## REQUIRED TASK 1
In the blog posts, why was the writer surprised that Sally raised the topic of war at the weekly meeting? Answer in one to three sentences.
## REQUIRED TASK 2
Say whether each statement agrees with the blog posts, answering yes or no and quoting the deciding words: (a) The Montreal Expos sweater was for sale in a linen and sock shop. (b) The writer teaches eight classes on Wednesdays. (c) The email advising Canadian citizens came from the Canadian embassy in Busan.

## PASSAGE
※ ※ ※

Monday, November 29, 2010

Vintage Baseball

Ever wonder what happened to all those Montreal Expos fans, abandoned after the franchise suffered the sad fate of relocation so many years ago? Turns out, a few of 'em are kickin around Korea.

My weekly Sunday explorations are intriguing to say the least. Wandering up and down the worn out -but lively! - alleys of Busan, I find the most obscure things: brittle and painfully detailed works of art, sitting inconspicuous on back cornerstore shelves. Tiny herds of little old women, brewing strange soups and roasting chestnuts on outdoor firepits. Litters of newborn wild kittens, peeping hopefully up at me as I pass by - I'm sorry! I'm not your mama!

Of course, all this may be precisely what one would expect to see while wandering the back streets of South Korea, but the thing is, Korea is so much more unpredictable than that. Because just when you think you've effectively removed yourself from the touristy world of your Spongey-adjacent Haeundae beach apartment, finally immersed in the true, untainted world of rich Korean culture, you run into this:
... and you can't help but wonder why right here, displayed precariously on a thin wire hanger in the far left corner of an all-Korean linen and sock shop, seemed like a good place to sell a Montreal Expos sweater.
Dear Korea; you are a riddle, wrapped in a mystery, inside an enigma.

Wednesday, November 24, 2010

#9. If There Is War

I've said it before, and I'll say it again: Wednesdays are rough. I teach 10 straight classes, and endure a tedious end-of-day teacher's meeting. Sometimes I don't make it home until 9pm. Today was...same same. I bring this up only because today's weekly meeting is worth mentioning. Consider it 'Crazy-Sally Rant, Part II'.

As you know, last night North Korea opened fire on the civilian-populated island of Yeongpyeong, just off the Northwest coast of South Korea. From what I understand, the attack was in unnecessary retaliation to a denied request for South Korea to cease military testing in the area. Regardless, North Korea's reaction is alarming. Last night I received an email from the Canadian embassy in Seoul, advising all Canadian citizens to prepare to flee the country should an emergency situation occur.

Anyway, during today's weekly meeting, I immediately noticed point #9 on the agenda: If There is War. Obviously, Sally wanted to discuss the possibility of such a crisis; a little surreal, but definitely something worth mentioning. In truth, I was more surprised by the fact that Sally would even broach the subject. I assumed she would deal with Korean warfare the way she deals with all life's problems: remain in a state of intense denial and avoidance until the last minute, when you are forced to take some course of action. Why would full-blown war be any different?

※ ※ ※

## GIVEN MATERIAL
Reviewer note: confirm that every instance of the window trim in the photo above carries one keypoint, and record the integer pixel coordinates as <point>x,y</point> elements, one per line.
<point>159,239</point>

※ ※ ※

## EXERCISE SOLUTION 1
The writer expected Sally to handle Korean warfare the way she handles all of life's problems. She would stay in intense denial and avoidance until the last minute, when she was forced to act.

## EXERCISE SOLUTION 2
(a) Yes: "in the far left corner of an all-Korean linen and sock shop"
(b) No: "I teach 10 straight classes"
(c) No: "an email from the Canadian embassy in Seoul"